======== Selected excerpt ========

Resilience & SPOF discussion

Hi Martin,
Since I evaluate your solution, I’am more and more interested in it. But there are still some questions about the architecture including storage.

As I understand, there is two different storages involved in Tyk : Redis and Mongo. You are using the PUB/SUB model of redis to have a kind of notification mechanism between tyk nodes. So I understand that it’s very important to have a Redis cluster that is highly available.

But what about MongoDB ? Once again, as I understand, MongoDB is there to store analytics data. So, if mongoDB crashes, what happens? Do the system continues to work normally? Or do we have to use a more reliable mongoDB system using a replica set for example to ensure that every incoming requests continue to be routed to the wright microservice?

Those questions are very important for us before going further in the adoption of Tyk (which is, for now, very attractive).

Do you plan to write a documentation about the “best practices” to create a resilient Tyk cluster?

======== Provided data ========

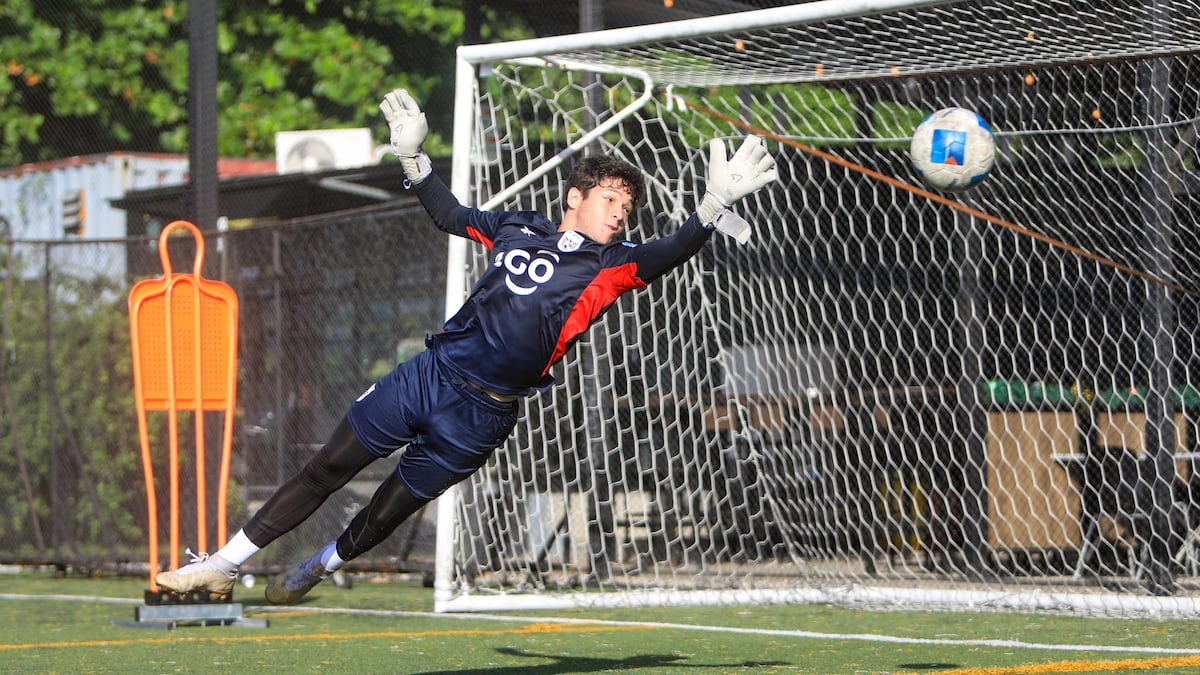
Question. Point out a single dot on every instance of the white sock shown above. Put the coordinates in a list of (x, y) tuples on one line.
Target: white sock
[(238, 550), (330, 560)]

========

» Objectives
[a] Answer these questions using the post about Tyk resilience:
(i) Which two storages does the poster say are involved in Tyk?
(ii) Which Redis model does the poster say is used for notification between Tyk nodes?
(iii) What does the poster understand MongoDB to store?
[b] Rewrite the paragraph beginning "But what about MongoDB ?" from the post about Tyk resilience in a shorter form, keeping its main points.
[c] Write the next part of the forum post about Tyk resilience, continuing from its final question.
The lines have no connection to the post about Tyk resilience.

» The answers
[a]
(i) Redis and Mongo.
(ii) The PUB/SUB model.
(iii) Analytics data.

[b] The poster understands that MongoDB stores analytics data and asks what happens if it crashes. Does the system keep working normally? Or is a more reliable MongoDB setup, such as a replica set, needed so that every incoming request still reaches the right microservice?

[c]
Thank you

Hi,

There’s actually a section in the docs around deploying Tyk to production:

https://tyk.io/v1.9/setup/deploy-tyk-to-production/

With regards to MongoDB - we would always recommend setting up a resilient MongoDB replica set. However, if Mongo goes down, the only issues you will have are that analytics will not be written and that data will be lost.

Also, if mongoDB goes down, the updates to the definitions stored in Ttk will fail - so if you hot reload a Tyk node cluster with a downed MDB, then they will load empty data and those Tyk nodes will no longer proxy traffic for your APIs, but this is a very edge case, since most hot reloads are performed by the dashboard, which will not work correctly if Mongo is down.

So, in conclusion, MongoDB is not mission critical, but we still recommend having a resilient setup.

In the next version of Tyk, the MDB dependency for the nodes is completely removed and analytics purging services have moved to a new component called Tyk Pump. This also means the failure edge case I mentioned above can’t happen, since we’ve made that more resilient too.

That means the MDB is only a dependency for the dashboard/portal.

Hope that answers things.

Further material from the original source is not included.